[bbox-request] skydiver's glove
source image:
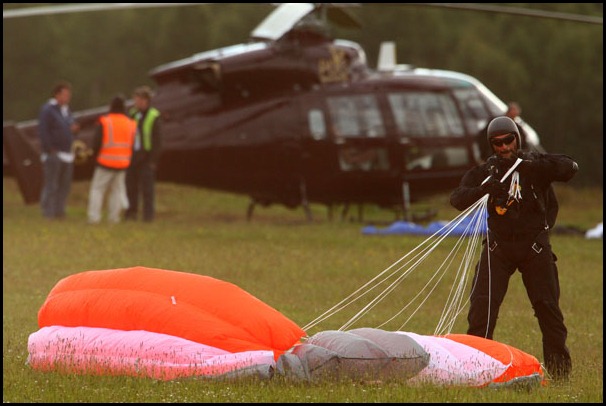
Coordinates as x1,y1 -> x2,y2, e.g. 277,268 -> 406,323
479,179 -> 507,210
514,150 -> 535,173
482,179 -> 509,204
485,155 -> 499,176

= = = = =

Work order
Although the records contain pictures, return only their text, exactly as written.

Response
[bbox-request] skydiver's glove
source image:
Coordinates as x1,y1 -> x2,y2, e.g. 277,268 -> 406,323
479,179 -> 507,210
514,150 -> 535,173
482,179 -> 509,204
485,155 -> 499,176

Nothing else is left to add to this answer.